SUPPLIED TEXT
When Stephen Girard died in 1831, he was perhaps the richest man in America, possessed of more than $6,000,000. With the exception of a few comparatively niggling bequests, he left his entire fortune in trust to the city of Philadelphia. This utterly astonished everyone who knew him, and it particularly astonished his outraged relatives, who at once attacked the will on the ground that its provisions were against the public interest.

The Supreme Court of that day ruled against the relatives, and there matters remained for well over a century, until the Supreme Court of 1957 decreed that Stephen Girard’s principal bequest not only was against the public interest, but was in violation of the Constitution of the United States.

Throughout the long story of Stephen Girard and his will, which spans almost the entire history of our republic, the central issue has always been one of prejudice. The somewhat sinister moral at the end of it is that you and I have no rights today that may not be taken away from us tomorrow by due process of law. The law of our land is an infinitely flexible instrument, designed to serve the needs of a society that may wish at any time to change its mind as to what its fundamental principles are. Here, the fundamental principle at issue was the one asserting that a man has a right to bestow his property as he sees fit. This principle now has been put aside, partly on the ground that times have changed since 1831, and partly because of wishful thinking.

RECORDS
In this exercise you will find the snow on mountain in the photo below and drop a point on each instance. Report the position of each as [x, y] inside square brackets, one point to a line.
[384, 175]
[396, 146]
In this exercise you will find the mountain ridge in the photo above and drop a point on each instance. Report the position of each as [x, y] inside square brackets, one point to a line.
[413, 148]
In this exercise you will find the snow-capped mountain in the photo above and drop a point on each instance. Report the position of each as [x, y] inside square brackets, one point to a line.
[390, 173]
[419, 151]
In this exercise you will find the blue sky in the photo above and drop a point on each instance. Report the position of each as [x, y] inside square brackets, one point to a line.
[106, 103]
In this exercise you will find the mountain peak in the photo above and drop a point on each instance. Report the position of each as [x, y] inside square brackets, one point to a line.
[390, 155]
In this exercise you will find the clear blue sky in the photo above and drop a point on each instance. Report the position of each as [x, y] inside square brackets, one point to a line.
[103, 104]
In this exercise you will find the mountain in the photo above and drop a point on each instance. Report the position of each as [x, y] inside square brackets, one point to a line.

WHAT TO WORK ON
#1 Answer these from the passage on Stephen Girard's will:
(a) How large was Girard's fortune when he died?
(b) In what year did the Supreme Court decree that his principal bequest violated the Constitution?
(c) What fundamental principle was at issue?
#2 Output everything in the passage on Stephen Girard's will from "Throughout the long" down to "of wishful thinking.".

SOLUTION LIST
#1
(a) More than $6,000,000.
(b) 1957.
(c) That a man has a right to bestow his property as he sees fit.

#2
Throughout the long story of Stephen Girard and his will, which spans almost the entire history of our republic, the central issue has always been one of prejudice. The somewhat sinister moral at the end of it is that you and I have no rights today that may not be taken away from us tomorrow by due process of law. The law of our land is an infinitely flexible instrument, designed to serve the needs of a society that may wish at any time to change its mind as to what its fundamental principles are. Here, the fundamental principle at issue was the one asserting that a man has a right to bestow his property as he sees fit. This principle now has been put aside, partly on the ground that times have changed since 1831, and partly because of wishful thinking.